What is asked - Present the data below as a numbered list, leaving out any blank lines.

══ The records ══

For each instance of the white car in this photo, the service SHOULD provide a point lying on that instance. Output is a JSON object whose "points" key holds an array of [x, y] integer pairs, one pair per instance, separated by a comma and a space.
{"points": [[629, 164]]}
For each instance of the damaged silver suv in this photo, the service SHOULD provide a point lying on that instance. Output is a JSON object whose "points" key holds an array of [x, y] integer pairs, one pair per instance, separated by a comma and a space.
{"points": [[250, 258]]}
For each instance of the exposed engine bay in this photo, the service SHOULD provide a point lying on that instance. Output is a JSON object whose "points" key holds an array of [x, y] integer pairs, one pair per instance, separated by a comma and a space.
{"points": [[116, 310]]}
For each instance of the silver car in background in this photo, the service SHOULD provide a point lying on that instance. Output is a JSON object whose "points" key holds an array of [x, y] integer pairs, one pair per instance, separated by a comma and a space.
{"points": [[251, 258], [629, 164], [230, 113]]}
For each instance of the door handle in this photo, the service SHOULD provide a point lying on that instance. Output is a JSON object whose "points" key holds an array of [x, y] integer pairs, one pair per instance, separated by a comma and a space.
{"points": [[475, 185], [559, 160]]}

═══

Answer to this task -
1. For each instance of the white car in this photo, the service SHOULD provide a point lying on that instance. Output is a JSON object whose "points" key holds an array of [x, y] integer pairs, one pair per instance, separated by a comma and a space.
2. {"points": [[629, 164]]}
3. For each instance of the damaged silver suv in this photo, the service SHOULD provide a point lying on that instance. Output is a JSON object whose "points" key holds an array of [x, y] integer pairs, one pair per instance, separated by a comma and a space.
4. {"points": [[250, 258]]}
5. For each instance of the exposed engine bay in this photo, the service SHOULD provide a point lying on that instance. Output is a JSON object whose "points" key holds an array of [x, y] integer pairs, one pair per instance, separated by a comma and a space.
6. {"points": [[116, 310]]}
7. For each instance of the silver car in background in this photo, the service SHOULD provide a point lying on that instance. Output is a JSON object whose "points" key holds an array of [x, y] integer pairs, one pair per instance, separated by a comma and a space.
8. {"points": [[251, 258], [629, 164], [230, 113]]}
9. For each instance of the door handle in this photo, the service SHOULD provide a point lying on that instance. Output is a JSON object whose "points" key holds an array of [x, y] integer pairs, one pair per instance, separated by a comma and a space.
10. {"points": [[475, 185], [559, 160]]}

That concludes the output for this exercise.